*Directions for this task*
Turn the records below into a numbered list, skipping blank lines and leaving the pictures out.

==== Data section

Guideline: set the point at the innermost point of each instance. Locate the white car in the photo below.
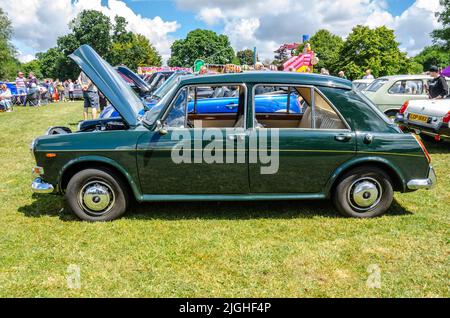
(389, 93)
(429, 117)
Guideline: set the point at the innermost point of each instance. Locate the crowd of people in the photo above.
(31, 92)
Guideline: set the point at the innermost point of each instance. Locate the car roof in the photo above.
(406, 77)
(272, 77)
(363, 81)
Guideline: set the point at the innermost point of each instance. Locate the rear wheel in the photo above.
(364, 192)
(97, 195)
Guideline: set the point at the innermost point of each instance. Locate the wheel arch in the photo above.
(88, 162)
(397, 178)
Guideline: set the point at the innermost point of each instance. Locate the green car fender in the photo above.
(357, 161)
(102, 161)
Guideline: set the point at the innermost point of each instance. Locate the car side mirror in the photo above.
(161, 128)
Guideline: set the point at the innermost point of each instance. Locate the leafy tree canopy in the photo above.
(433, 55)
(442, 36)
(9, 65)
(201, 44)
(375, 49)
(112, 41)
(245, 57)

========

*Finished exercise*
1. Guideline: set the point at the innermost point of each instance. Locate the white car in the photo below.
2. (389, 93)
3. (429, 117)
4. Guideline: set the point at the innermost point of each instance. Locate the crowd of people in the photo above.
5. (31, 92)
6. Guideline: set the point at the innermost point of each instance. Locate the car roof in the photo above.
7. (406, 77)
8. (272, 77)
9. (363, 81)
10. Guideline: set the point at the innermost point of each instance. Locate the rear wheel in the photo above.
11. (364, 192)
12. (97, 195)
13. Guideline: set the point at the innermost point of each instance. Locate the wheel arch in the photo above.
14. (88, 162)
15. (397, 178)
16. Guideline: set the point at the innermost point of each instance. Locate the green car fender in the photo above.
17. (357, 161)
18. (102, 161)
19. Guideline: set the point at the innermost point of each instance. Locate the car side mirror in the photo above.
20. (161, 128)
21. Guideline: set the point at the innermost point of each instance. Locate the leafy tree canopy in the photo above.
22. (433, 55)
23. (442, 36)
24. (9, 65)
25. (201, 44)
26. (375, 49)
27. (112, 41)
28. (245, 57)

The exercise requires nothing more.